[REQUESTS]:
1. Answer these from the guide on Falco dropping events:
(a) Which setting in the falco.yaml config does the guide say to adjust?
(b) How does the guide describe Falco's main event stream?
(c) What word does the guide use for the default configuration?
2. Copy the guide on Falco dropping events word for word, from "Falco Is Dropping" to "without any plugins.".

[EXTRACTED TEXT]:
Falco Is Dropping Syscalls Events

Follow this guide to determine if there is a possibility of addressing the issue on busy servers where Falco may be dropping events or if the server load is simply too high to resolve the issue

Action Items (TL;DR)

  • Adjust the buf_size_preset in the falco.yaml config.
  • Utilize base_syscalls to limit the syscalls under monitoring.
  • Audit and optimize Falco rules to prevent unnecessary backpressure on the kernel, considering that Falco's main event stream is single-threaded.
  • Try running Falco without any plugins.

Background

Falco monitors each syscall based on deployed Falco rules. Additionally, Falco requires a few more syscalls to function properly, see Adaptive Syscalls Selection:

  • The default configuration is conservative; consequently, there is an opportunity that you could optimize and even eliminate Falco dropping events, depending on the scope of monitoring you are seeking.

[SUPPLIED DATA]:
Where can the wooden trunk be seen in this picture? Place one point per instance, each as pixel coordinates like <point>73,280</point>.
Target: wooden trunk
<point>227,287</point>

[CORRECT ANSWERS]:
1.
(a) buf_size_preset
(b) It is single-threaded.
(c) Conservative

2.
Falco Is Dropping Syscalls Events

Follow this guide to determine if there is a possibility of addressing the issue on busy servers where Falco may be dropping events or if the server load is simply too high to resolve the issue

Action Items (TL;DR)

  • Adjust the buf_size_preset in the falco.yaml config.
  • Utilize base_syscalls to limit the syscalls under monitoring.
  • Audit and optimize Falco rules to prevent unnecessary backpressure on the kernel, considering that Falco's main event stream is single-threaded.
  • Try running Falco without any plugins.